-------- DOCUMENT SECTION

## What Is Gamma?

Gamma (Γ) is an options risk metric that describes the rate of change in an option's delta per one-point move in the underlying asset's price. Delta is how much an option's premium (price) will change given a one-point move in the underlying asset's price. Therefore, gamma is a measure of how the rate of change of an option's price will change with fluctuations in the underlying price. The higher the gamma, the more volatile the price of the option is.

Gamma is an important measure of the convexity of a derivative's value in relation to the underlying asset. It is one of the "options Greeks" along with delta, rho, theta, and vega. These are used to assess the different types of risk in options portfolios.

### Key Takeaways

- Gamma is the rate of change for an option's delta based on a single-point move in the delta's price.
- It is a second-order risk factor, sometimes known as the delta of the delta.
- Gamma is at its highest when an option is at the money and is at its lowest when it is further away from the money.
- Gamma is also highest for options closer to expiration than farther-dated ones, all else equal.
- Gamma is used when trying to gauge how movements in the underlying asset will affect an option's moneyness.
- Delta-gamma hedging immunizes an options position against moves in the underlying asset.

#### Gamma

## Understanding Gamma

Gamma is the first derivative of delta and is used when trying to gauge the price movement of an option, relative to the amount it is in the money or out of the money. It describes how the delta will change as the underlying asset changes. So if an option's delta is +40 and the gamma is 10, a $1 increase in the underlying price would result in that option's delta becoming +50.

When the option being measured is deep in or out of the money, gamma is small. When the option is near or at the money, gamma is at its largest. Gamma is also largest for options with near-term expirations relative to longer-dated options.

Gamma is an important metric because it accounts for convexity issues when engaging in options hedging strategies. Some portfolio managers or traders may be involved with portfolios of such large values that even more precision is needed when engaged in hedging. A third-order derivative named "color" can be used. Color measures the rate of change of gamma and is important for maintaining a gamma-hedged portfolio.

As an analogy to physics, the delta of an option is its "speed," while the gamma of an option is its "acceleration."

## What Is Gamma Used for?

----------------
-------- EXTRACTED RECORDS

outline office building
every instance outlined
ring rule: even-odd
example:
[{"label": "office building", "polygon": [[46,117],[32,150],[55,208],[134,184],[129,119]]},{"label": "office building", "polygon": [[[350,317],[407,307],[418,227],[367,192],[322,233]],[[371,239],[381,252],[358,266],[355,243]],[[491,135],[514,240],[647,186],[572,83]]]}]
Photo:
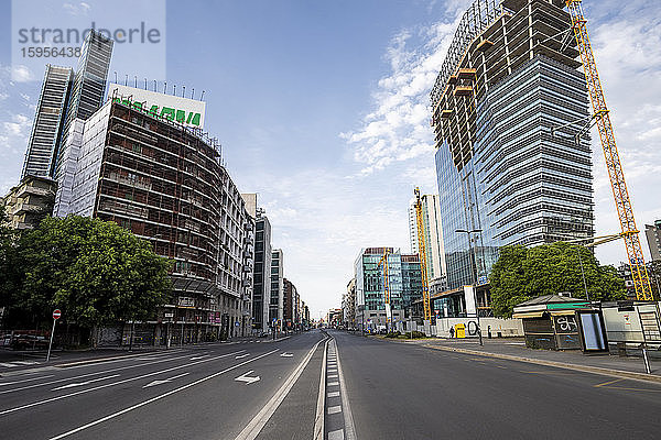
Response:
[{"label": "office building", "polygon": [[266,211],[257,208],[254,220],[254,272],[252,282],[252,326],[258,332],[269,331],[271,299],[271,222]]},{"label": "office building", "polygon": [[281,249],[271,253],[271,293],[269,300],[269,322],[275,321],[282,328],[282,312],[284,308],[284,261]]},{"label": "office building", "polygon": [[54,215],[71,213],[72,186],[82,145],[85,121],[104,103],[112,40],[90,32],[83,42],[80,58],[68,97],[63,129],[54,152],[52,176],[57,182]]},{"label": "office building", "polygon": [[[441,228],[441,207],[438,196],[425,194],[420,197],[422,206],[422,223],[424,228],[425,249],[427,256],[427,278],[431,280],[444,278],[445,251],[443,246],[443,229]],[[411,253],[419,253],[418,248],[418,219],[415,216],[415,199],[409,206],[409,234]]]},{"label": "office building", "polygon": [[[383,262],[388,264],[388,276]],[[354,277],[355,319],[359,329],[398,328],[398,323],[407,318],[404,309],[422,297],[420,260],[418,255],[402,254],[399,249],[362,249],[354,265]]]},{"label": "office building", "polygon": [[147,323],[155,343],[250,332],[254,220],[215,139],[121,97],[83,123],[76,164],[73,213],[113,221],[174,261],[172,301]]},{"label": "office building", "polygon": [[53,211],[57,184],[48,177],[26,176],[2,198],[7,226],[34,229]]},{"label": "office building", "polygon": [[475,1],[436,78],[432,125],[451,289],[486,284],[503,245],[594,235],[587,91],[575,41],[561,35],[571,33],[564,6]]},{"label": "office building", "polygon": [[73,79],[72,68],[46,65],[21,180],[25,176],[52,176],[55,148],[64,128],[64,114]]},{"label": "office building", "polygon": [[648,240],[651,260],[661,261],[661,220],[655,220],[654,224],[646,224],[644,237]]}]

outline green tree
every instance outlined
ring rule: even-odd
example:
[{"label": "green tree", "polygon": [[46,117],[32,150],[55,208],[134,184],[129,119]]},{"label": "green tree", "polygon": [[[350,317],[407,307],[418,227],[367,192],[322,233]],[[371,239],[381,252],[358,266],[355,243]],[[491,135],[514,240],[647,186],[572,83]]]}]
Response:
[{"label": "green tree", "polygon": [[585,298],[586,287],[590,300],[626,298],[615,267],[600,266],[588,249],[564,242],[501,248],[489,282],[494,315],[502,318],[511,317],[517,304],[542,295],[570,292]]},{"label": "green tree", "polygon": [[53,308],[83,327],[152,317],[171,290],[171,262],[113,222],[46,218],[21,234],[12,258],[21,267],[10,314],[48,319]]}]

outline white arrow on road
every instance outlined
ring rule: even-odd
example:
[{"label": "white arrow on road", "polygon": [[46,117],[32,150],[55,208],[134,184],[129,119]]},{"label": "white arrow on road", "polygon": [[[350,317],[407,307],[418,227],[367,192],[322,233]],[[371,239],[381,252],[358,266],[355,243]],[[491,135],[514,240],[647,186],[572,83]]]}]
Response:
[{"label": "white arrow on road", "polygon": [[162,381],[153,381],[153,382],[150,382],[149,384],[144,385],[144,386],[143,386],[143,388],[149,388],[150,386],[155,386],[155,385],[166,384],[166,383],[169,383],[169,382],[172,382],[172,381],[174,381],[175,378],[180,378],[180,377],[187,376],[188,374],[191,374],[191,373],[183,373],[183,374],[178,374],[178,375],[176,375],[176,376],[172,376],[172,377],[170,377],[170,378],[164,378],[164,380],[162,380]]},{"label": "white arrow on road", "polygon": [[254,377],[248,376],[250,373],[253,373],[253,372],[254,372],[254,370],[250,370],[248,373],[243,373],[239,377],[235,377],[235,381],[245,382],[246,385],[250,385],[253,382],[258,382],[260,380],[259,376],[254,376]]},{"label": "white arrow on road", "polygon": [[57,388],[53,388],[51,391],[52,392],[56,392],[58,389],[73,388],[74,386],[83,386],[83,385],[91,384],[94,382],[106,381],[106,380],[112,378],[112,377],[119,377],[119,374],[113,374],[113,375],[107,376],[107,377],[99,377],[99,378],[95,378],[95,380],[91,380],[91,381],[77,382],[75,384],[66,384],[66,385],[63,385],[63,386],[58,386]]}]

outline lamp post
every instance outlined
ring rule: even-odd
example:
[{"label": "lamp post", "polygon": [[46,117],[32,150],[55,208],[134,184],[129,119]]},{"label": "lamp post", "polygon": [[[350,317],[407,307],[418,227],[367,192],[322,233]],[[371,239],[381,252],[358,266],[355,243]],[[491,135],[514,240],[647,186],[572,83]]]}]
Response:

----------------

## TO DO
a) Please list the other options Greeks that the gamma article names alongside gamma.
b) Answer these questions from the gamma article:
(i) In the example with a delta of +40 and a gamma of 10, what does the delta become after a $1 rise in the underlying price?
(ii) What is the third-order derivative that measures the rate of change of gamma called?
(iii) In the physics analogy, what is an option's gamma compared to?
c) Continue the gamma article from where it stops.

## OUTPUTS IN ORDER
a) Delta, rho, theta, vega

b)
(i) +50
(ii) Color
(iii) Its "acceleration"

c)
Since an option's delta measure is only valid for a short period of time, gamma gives traders a more precise picture of how the option's delta will change over time as the underlying price changes. Delta is how much the option price changes with respect to a change in the underlying asset's price.

Gamma decreases, approaching zero, as an option gets deeper in the money and delta approaches one. Gamma also approaches zero the deeper an option gets out of the money. Gamma is at its highest when the price is at the money.

The calculation of gamma is complex and requires financial software or spreadsheets to find a precise value. However, the following demonstrates an approximate calculation of gamma. Consider a call option on an underlying stock that currently has a delta of 0.40. If the stock value increases by $1.00, the option will increase in value by 40 cents, and its delta will also change. After the $1 increase, assume the option's delta is now 0.53. The 0.13 difference in deltas can be considered an approximate value of gamma.

## Example of Gamma

Suppose a stock is trading at $10 and its option has a delta of 0.5 and a gamma of 0.10. Then, for every $1 move in the stock's price, the delta will be adjusted by a corresponding 0.10. This means that a $1.00 increase will mean that the option's delta will increase to 0.60. Likewise, a $1.00 decrease will result in a corresponding decline in delta to 0.40.

## How Do Traders Hedge Gamma?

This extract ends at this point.